◆ **AIM**
Return each line of the data below that contains the word "illuminated", copied without changes.

Entries for pointing at named objects
◆ ◆ ◆ ◆ ◆
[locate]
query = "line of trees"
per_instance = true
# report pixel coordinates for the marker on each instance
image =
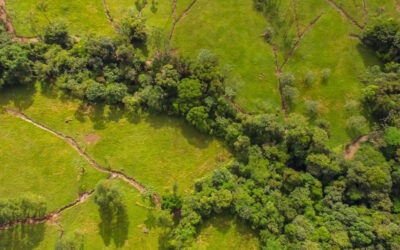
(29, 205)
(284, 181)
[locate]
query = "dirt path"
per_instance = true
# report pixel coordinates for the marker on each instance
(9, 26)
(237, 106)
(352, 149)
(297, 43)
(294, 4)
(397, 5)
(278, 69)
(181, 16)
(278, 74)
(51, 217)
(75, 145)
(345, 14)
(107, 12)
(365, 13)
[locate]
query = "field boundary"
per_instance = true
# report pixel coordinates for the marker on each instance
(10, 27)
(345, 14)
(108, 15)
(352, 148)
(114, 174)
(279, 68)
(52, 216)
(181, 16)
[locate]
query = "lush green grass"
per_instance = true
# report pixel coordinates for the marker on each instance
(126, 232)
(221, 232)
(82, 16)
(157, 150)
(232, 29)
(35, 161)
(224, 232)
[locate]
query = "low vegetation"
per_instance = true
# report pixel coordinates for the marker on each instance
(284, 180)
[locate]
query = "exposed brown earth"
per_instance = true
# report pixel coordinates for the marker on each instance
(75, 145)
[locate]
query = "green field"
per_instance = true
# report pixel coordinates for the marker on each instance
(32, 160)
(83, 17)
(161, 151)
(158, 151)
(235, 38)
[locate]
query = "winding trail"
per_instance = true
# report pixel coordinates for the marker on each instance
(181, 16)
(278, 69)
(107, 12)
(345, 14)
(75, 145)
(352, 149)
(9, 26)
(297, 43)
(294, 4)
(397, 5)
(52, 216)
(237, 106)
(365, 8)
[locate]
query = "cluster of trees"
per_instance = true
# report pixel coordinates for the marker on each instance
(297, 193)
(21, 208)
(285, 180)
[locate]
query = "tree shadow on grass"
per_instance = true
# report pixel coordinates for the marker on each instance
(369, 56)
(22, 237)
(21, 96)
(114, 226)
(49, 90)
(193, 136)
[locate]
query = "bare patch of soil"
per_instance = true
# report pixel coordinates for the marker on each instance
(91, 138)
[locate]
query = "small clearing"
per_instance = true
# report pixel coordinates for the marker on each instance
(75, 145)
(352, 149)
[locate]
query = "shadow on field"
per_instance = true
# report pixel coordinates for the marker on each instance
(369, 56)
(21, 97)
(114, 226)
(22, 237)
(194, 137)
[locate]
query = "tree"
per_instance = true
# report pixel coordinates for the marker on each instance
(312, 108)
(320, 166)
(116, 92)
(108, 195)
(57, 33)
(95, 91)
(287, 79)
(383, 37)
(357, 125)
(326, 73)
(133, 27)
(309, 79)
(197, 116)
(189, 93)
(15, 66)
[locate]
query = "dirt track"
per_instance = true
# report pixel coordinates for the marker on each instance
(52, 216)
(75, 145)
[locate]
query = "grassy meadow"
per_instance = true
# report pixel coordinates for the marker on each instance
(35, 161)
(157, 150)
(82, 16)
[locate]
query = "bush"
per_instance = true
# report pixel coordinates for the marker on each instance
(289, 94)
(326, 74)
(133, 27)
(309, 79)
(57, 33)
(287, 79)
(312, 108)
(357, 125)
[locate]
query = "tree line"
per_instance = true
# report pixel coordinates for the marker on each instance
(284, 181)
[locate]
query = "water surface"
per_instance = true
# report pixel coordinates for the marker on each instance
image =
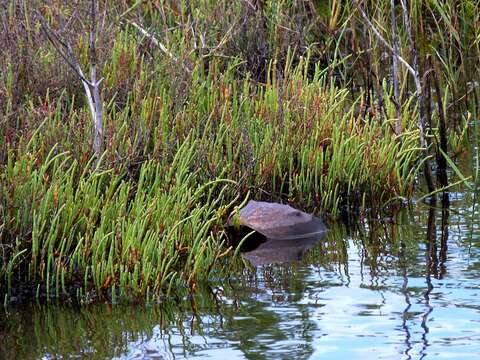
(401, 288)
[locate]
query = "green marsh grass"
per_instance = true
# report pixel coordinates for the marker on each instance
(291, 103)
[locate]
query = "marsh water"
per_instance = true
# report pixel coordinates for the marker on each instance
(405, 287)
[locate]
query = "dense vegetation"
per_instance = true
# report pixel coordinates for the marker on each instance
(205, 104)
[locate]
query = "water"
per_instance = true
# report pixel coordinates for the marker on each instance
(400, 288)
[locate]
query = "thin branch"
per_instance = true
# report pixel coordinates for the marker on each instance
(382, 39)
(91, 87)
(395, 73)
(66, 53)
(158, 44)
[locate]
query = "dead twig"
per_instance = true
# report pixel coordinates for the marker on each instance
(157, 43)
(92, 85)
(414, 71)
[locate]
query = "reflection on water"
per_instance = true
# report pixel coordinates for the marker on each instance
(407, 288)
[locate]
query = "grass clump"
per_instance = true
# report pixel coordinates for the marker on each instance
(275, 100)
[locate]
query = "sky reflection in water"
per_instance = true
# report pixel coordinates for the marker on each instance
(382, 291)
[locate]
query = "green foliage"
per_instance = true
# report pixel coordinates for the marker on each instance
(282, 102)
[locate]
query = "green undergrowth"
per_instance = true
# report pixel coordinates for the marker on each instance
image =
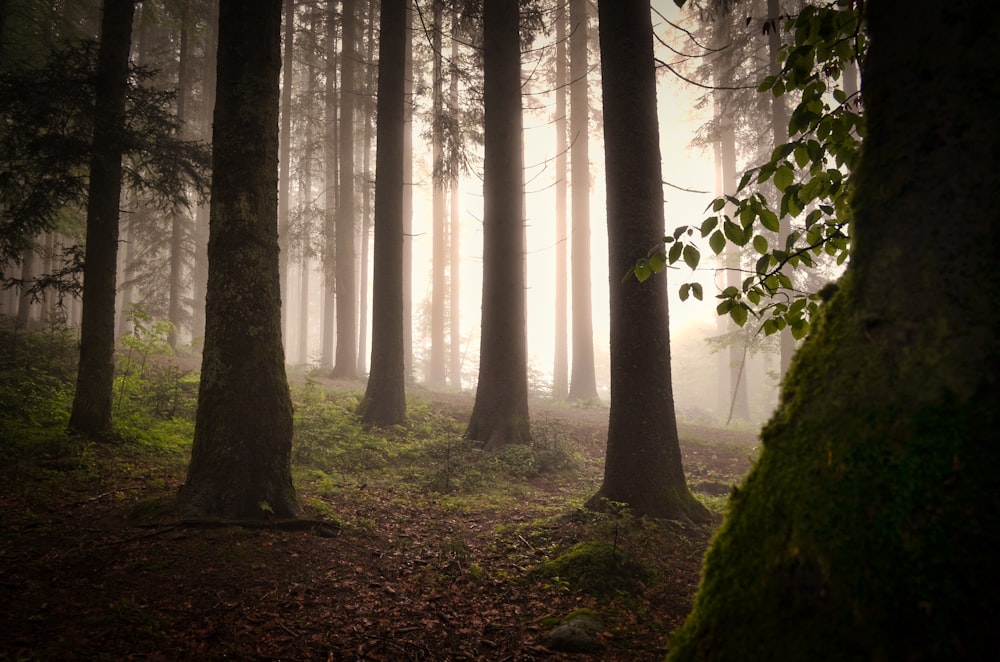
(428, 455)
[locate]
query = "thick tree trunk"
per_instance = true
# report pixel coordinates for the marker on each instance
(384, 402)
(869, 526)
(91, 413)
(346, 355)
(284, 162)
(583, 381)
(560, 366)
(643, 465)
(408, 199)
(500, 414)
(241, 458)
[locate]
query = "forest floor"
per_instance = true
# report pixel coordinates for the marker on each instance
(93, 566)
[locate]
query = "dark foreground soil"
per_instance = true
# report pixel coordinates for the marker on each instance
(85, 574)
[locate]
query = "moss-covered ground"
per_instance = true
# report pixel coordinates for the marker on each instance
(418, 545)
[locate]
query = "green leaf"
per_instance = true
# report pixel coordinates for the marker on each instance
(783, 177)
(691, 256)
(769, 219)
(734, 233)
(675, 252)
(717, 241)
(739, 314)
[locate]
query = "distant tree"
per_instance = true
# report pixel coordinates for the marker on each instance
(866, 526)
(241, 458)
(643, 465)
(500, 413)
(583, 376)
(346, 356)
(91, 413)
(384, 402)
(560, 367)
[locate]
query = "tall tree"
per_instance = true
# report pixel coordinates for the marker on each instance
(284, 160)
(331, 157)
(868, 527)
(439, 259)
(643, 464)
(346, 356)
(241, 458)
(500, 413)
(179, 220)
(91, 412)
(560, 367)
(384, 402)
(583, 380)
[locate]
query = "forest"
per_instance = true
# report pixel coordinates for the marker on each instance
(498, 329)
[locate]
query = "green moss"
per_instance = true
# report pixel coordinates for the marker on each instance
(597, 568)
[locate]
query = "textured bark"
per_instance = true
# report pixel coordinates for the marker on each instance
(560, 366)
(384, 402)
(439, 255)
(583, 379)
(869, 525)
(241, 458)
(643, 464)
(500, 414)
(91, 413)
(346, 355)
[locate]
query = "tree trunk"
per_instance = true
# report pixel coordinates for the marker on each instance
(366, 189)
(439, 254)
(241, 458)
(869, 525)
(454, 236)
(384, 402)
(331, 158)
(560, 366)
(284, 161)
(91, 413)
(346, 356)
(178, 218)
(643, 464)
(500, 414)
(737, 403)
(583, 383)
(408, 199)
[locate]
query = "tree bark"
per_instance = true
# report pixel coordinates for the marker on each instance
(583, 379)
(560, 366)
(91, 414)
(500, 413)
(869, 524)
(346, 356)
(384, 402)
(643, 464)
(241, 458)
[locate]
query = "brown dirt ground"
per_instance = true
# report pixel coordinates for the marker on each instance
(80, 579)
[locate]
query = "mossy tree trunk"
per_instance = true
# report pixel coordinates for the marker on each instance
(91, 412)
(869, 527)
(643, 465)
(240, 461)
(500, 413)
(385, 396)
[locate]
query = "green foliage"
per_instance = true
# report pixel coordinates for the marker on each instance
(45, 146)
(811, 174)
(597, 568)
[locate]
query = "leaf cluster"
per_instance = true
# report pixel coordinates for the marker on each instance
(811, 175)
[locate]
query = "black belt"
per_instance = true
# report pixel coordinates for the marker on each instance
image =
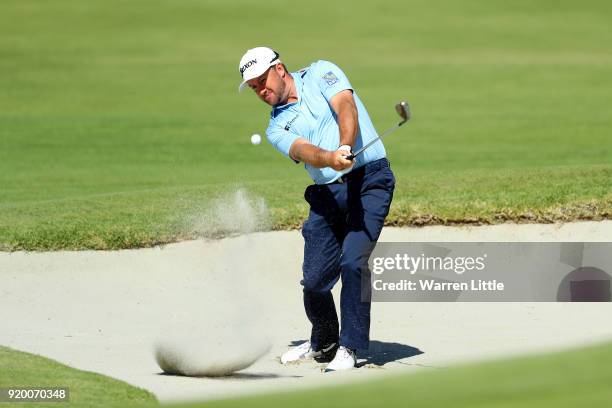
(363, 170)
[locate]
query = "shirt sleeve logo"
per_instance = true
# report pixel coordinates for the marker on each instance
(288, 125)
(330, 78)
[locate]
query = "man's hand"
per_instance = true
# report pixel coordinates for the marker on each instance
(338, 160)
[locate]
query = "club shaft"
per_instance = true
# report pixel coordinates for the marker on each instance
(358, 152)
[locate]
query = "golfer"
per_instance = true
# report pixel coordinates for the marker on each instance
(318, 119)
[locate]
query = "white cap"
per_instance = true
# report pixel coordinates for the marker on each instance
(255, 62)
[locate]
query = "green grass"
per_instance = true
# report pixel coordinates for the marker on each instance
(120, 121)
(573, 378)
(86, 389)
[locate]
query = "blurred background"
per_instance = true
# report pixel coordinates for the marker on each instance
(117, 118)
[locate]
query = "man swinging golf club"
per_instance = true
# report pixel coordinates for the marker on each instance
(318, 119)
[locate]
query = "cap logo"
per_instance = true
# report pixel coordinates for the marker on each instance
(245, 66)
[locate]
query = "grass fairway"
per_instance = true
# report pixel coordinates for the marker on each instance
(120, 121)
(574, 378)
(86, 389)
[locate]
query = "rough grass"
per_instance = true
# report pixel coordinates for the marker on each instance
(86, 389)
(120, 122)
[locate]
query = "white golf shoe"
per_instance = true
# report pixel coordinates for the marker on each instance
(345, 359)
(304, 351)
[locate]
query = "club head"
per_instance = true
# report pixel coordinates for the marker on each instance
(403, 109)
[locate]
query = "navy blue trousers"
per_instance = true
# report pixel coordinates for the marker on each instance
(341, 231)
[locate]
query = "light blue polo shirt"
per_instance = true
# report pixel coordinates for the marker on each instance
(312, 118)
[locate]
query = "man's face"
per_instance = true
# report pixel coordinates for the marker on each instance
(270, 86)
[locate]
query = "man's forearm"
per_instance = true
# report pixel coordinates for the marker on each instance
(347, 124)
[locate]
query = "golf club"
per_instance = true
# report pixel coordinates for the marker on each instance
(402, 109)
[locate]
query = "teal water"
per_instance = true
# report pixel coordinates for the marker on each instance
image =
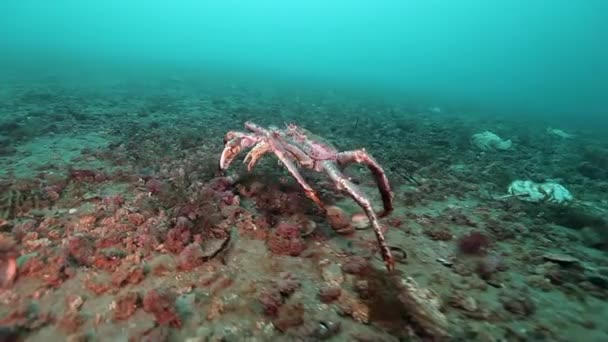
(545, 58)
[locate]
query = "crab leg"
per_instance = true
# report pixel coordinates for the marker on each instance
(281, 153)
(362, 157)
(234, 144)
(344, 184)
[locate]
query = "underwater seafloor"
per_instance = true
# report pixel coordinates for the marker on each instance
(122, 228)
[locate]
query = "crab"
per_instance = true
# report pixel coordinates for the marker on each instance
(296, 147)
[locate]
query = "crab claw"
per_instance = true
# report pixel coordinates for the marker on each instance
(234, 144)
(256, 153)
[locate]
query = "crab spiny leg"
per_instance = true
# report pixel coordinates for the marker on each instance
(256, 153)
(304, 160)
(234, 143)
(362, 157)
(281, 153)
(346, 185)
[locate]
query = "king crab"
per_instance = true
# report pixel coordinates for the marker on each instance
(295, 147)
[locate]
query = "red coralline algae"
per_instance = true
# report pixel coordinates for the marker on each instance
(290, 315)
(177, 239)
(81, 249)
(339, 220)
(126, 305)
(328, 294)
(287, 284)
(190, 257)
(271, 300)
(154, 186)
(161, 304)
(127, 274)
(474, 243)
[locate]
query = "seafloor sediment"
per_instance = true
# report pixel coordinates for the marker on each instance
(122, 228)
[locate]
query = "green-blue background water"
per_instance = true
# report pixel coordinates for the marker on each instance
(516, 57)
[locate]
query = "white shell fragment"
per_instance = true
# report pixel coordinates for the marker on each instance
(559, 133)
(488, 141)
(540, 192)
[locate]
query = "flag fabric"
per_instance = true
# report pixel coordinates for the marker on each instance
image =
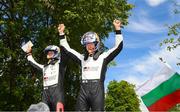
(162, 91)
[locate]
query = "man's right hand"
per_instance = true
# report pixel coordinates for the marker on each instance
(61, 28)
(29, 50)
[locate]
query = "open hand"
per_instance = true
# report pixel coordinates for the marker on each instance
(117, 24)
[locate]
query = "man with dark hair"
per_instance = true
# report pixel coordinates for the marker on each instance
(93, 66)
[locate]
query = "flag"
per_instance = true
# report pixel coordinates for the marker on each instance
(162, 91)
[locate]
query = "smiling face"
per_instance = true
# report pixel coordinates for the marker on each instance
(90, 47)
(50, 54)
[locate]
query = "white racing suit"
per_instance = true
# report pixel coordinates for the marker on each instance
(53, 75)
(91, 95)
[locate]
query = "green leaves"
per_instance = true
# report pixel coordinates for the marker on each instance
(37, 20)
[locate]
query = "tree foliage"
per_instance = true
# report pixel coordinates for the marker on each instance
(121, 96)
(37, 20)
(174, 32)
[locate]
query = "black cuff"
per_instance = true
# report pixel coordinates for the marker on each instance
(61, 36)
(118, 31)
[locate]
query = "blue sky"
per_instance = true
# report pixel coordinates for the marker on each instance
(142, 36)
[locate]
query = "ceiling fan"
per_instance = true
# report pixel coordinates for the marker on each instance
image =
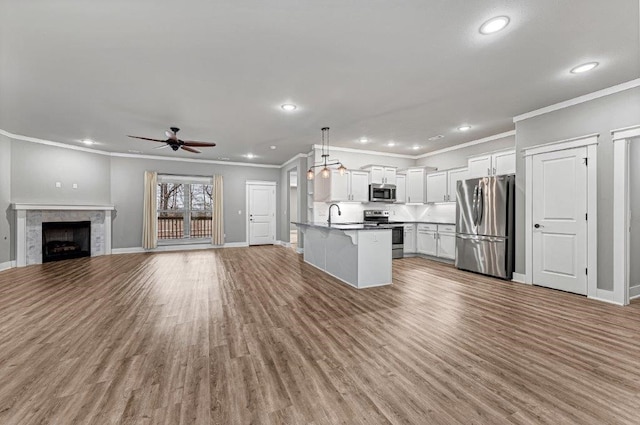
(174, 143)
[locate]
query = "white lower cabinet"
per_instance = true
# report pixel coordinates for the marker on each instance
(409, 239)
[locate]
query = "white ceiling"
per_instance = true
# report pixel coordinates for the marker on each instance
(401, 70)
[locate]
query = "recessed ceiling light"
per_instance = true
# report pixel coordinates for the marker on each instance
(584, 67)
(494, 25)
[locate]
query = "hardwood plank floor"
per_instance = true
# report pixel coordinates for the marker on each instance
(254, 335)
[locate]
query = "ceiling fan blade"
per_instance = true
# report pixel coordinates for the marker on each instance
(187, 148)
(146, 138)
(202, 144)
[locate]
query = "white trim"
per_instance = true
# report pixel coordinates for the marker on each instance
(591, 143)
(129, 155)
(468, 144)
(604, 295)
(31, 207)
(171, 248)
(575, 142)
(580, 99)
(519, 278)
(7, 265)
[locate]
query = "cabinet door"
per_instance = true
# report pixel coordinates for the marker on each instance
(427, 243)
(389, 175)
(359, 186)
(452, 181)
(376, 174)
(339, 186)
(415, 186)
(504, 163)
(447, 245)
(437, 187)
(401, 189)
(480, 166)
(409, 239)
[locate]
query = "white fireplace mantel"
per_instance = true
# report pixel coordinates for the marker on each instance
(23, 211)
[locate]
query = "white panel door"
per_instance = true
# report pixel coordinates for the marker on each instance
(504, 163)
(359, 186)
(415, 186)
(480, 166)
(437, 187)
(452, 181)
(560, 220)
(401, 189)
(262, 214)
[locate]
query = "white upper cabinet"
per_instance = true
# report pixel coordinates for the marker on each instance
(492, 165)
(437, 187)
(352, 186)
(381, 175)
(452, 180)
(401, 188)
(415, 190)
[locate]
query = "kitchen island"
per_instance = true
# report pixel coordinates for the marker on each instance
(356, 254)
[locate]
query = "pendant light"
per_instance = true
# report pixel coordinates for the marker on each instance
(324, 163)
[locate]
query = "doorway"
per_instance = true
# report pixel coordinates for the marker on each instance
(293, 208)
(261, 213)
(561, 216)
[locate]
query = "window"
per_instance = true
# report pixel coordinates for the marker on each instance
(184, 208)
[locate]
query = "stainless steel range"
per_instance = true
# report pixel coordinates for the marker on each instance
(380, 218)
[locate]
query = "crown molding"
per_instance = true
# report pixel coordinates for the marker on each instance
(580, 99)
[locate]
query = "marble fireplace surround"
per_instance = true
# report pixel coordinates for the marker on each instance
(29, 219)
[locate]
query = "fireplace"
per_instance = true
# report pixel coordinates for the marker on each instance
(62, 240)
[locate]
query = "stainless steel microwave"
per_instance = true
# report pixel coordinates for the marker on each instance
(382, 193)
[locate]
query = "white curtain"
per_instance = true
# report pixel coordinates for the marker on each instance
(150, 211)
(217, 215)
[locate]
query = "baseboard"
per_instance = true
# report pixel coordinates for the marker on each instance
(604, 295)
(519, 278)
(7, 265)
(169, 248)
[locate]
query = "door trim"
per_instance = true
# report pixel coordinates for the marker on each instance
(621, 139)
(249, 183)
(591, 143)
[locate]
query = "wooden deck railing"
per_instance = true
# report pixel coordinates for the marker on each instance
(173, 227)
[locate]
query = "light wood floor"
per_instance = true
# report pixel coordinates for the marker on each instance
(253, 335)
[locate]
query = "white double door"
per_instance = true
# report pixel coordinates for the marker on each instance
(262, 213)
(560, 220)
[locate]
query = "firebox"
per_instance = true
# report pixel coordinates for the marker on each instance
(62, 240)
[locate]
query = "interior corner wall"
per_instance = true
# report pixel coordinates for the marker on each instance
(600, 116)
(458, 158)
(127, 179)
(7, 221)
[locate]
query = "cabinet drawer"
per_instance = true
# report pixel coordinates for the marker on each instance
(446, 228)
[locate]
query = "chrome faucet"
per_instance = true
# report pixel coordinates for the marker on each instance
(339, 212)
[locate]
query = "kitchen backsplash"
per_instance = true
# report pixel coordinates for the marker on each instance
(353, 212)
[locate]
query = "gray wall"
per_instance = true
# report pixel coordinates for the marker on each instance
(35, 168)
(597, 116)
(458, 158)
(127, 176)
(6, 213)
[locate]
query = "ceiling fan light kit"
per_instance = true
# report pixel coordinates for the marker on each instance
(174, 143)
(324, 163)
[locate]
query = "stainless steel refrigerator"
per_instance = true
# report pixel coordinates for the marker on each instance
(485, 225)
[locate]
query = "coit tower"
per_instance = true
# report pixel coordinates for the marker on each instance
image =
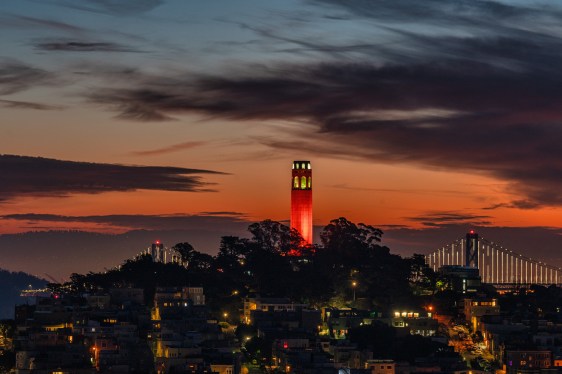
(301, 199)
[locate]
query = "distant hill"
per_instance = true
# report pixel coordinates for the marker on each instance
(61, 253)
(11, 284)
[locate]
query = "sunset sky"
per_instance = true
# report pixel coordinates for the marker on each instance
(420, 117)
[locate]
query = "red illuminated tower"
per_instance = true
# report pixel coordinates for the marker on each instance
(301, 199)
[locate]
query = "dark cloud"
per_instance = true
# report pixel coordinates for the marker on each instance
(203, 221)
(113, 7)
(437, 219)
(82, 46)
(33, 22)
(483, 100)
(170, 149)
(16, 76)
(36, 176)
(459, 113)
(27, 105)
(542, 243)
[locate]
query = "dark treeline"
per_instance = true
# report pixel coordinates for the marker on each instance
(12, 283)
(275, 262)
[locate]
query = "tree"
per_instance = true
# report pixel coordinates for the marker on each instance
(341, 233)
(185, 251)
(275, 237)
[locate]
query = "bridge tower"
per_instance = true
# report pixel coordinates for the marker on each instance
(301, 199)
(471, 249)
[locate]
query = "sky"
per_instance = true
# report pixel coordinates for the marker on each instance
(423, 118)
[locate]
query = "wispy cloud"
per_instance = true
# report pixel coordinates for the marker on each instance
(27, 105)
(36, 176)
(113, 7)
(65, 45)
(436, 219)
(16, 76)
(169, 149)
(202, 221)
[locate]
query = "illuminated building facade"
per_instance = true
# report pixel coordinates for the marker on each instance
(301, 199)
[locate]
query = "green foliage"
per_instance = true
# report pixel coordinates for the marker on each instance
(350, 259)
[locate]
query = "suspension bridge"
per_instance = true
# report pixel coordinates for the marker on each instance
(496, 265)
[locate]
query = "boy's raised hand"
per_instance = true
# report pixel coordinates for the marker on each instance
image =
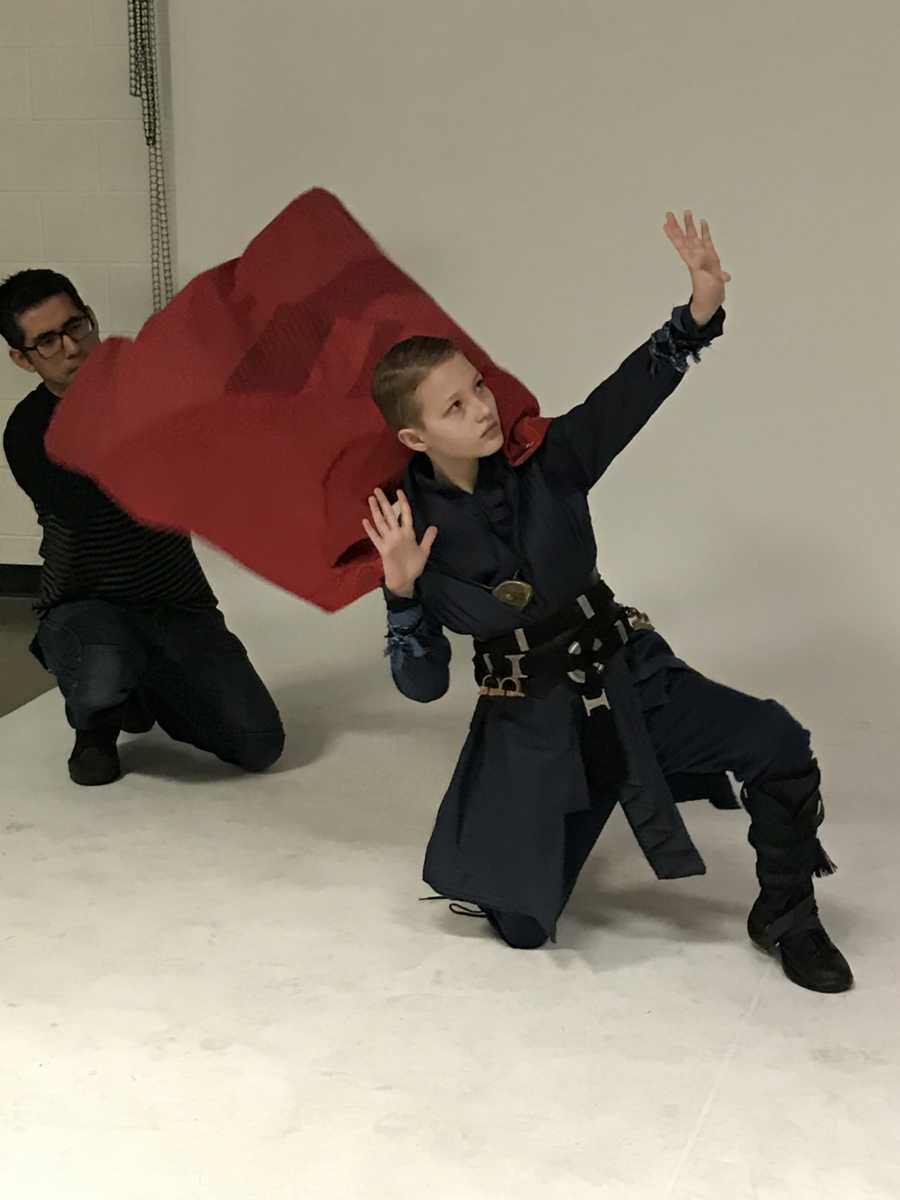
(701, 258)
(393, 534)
◆ ◆ ◆ ◆ ◆
◆ **SOLUTION BELOW**
query = "red illuminated tower"
query = "illuminated building facade"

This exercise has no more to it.